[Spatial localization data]
============================================================

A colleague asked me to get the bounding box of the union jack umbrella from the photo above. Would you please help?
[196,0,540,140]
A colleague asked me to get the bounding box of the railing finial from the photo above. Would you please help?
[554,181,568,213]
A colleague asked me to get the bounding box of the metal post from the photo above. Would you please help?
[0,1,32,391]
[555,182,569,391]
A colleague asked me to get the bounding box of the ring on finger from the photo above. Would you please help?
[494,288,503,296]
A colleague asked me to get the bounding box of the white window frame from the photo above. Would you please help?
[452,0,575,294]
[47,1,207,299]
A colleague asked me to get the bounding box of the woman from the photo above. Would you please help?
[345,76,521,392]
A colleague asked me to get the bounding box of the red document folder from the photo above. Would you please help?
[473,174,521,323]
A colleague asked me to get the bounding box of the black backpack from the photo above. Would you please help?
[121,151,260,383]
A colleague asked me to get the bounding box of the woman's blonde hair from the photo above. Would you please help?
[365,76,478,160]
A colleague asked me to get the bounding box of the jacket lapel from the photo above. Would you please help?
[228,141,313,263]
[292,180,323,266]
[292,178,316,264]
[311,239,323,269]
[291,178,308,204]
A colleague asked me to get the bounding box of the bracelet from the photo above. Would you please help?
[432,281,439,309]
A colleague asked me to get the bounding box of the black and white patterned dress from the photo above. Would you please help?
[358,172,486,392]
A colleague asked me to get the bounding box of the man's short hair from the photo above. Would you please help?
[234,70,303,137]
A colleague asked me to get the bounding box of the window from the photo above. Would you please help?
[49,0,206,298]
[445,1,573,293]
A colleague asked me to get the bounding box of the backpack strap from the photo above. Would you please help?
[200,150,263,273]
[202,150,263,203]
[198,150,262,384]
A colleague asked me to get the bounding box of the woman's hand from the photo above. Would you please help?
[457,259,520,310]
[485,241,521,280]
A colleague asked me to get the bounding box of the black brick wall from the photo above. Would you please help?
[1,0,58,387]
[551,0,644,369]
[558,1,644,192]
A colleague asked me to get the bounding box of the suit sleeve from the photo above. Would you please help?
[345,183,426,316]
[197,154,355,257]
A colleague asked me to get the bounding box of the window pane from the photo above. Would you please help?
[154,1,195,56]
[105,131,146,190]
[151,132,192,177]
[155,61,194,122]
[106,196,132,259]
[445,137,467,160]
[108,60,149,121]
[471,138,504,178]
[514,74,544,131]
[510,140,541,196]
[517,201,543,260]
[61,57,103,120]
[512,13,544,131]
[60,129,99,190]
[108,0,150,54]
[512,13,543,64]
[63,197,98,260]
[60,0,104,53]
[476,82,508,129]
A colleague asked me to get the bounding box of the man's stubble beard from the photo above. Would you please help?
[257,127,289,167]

============================================================

### Exercise requirements
Would you repeat the records above without any changes?

### Solution
A colleague asked me to get the bounding box of the union jack umbrella from the photo above. Would you please help?
[196,0,540,140]
A colleague asked me to get the bounding box of the railing finial from the photo above. Would you please help?
[554,181,568,213]
A colleague asked me to get the bounding box of the metal post from the photo above. Would you please help?
[0,1,32,391]
[555,182,569,391]
A colleague asked me to get the bounding box of the ring on finger from the photo above. Would you please help?
[494,288,503,296]
A colleague asked me to get the bounding box of the white window frame from the photo above. Would you please help?
[452,0,575,294]
[47,1,207,299]
A colleague asked me to get the bounding box of the woman from the photo above. Would you please help?
[345,76,521,392]
A colleague asked me to get the bounding box of the red document folder from the photo above. Would you please help?
[473,174,521,323]
A colleague asked me to get the bounding box of the black backpack from the photo above. Would you please help?
[121,151,260,383]
A colleague asked me to get the bounding box of the woman's blonde hair from the photo above. Would you please help?
[365,76,478,160]
A colleague asked me to get the bounding box of the jacket lapel from the photo above. Would you please help?
[228,141,313,263]
[292,180,323,266]
[292,178,316,264]
[311,239,323,269]
[291,178,308,204]
A colleague asked me to get the bounding box of the bracelet from the photo above. Would you please help?
[432,281,439,309]
A colleague asked me to get the bounding box of the black and white patterned dress from the photo above. Would you please help?
[358,172,486,392]
A colleague asked me to get the bounding box of the man's short hair from the photo above. Would you please help?
[234,70,303,137]
A colleague asked me to get the bounding box of the window from the photo above. Would you please help?
[49,0,206,298]
[445,1,573,293]
A colleague asked me to get the bounding box of the backpack strap from the photo above. Would you please help?
[200,150,263,273]
[202,150,263,203]
[198,150,262,384]
A colleague asked me to get the bounding box of the woman's hand from the photo above. Would you please help?
[457,259,520,310]
[485,241,521,280]
A colleague asked me to get the bounding box of the black brick wall from the photo above. Would you please help?
[1,0,58,387]
[551,0,644,369]
[558,1,644,192]
A colleague asked me to get the bounding box of the suit sleeve from the photo above. Would you please help?
[345,183,426,316]
[197,154,355,257]
A colleague asked me to get the bounding box of the window pane from the photo above. Would you please help?
[154,1,195,56]
[105,131,146,190]
[151,132,192,177]
[155,61,194,122]
[106,196,132,259]
[445,137,467,160]
[108,60,149,121]
[471,138,504,178]
[514,74,544,131]
[510,140,541,196]
[517,201,543,260]
[61,57,103,120]
[512,13,544,131]
[60,129,99,190]
[108,0,150,54]
[512,13,543,64]
[63,197,98,260]
[60,0,104,53]
[476,82,508,129]
A colleague asked me to get the bounding box of the man's stubble beard from the photo above. Would you please help?
[257,127,289,167]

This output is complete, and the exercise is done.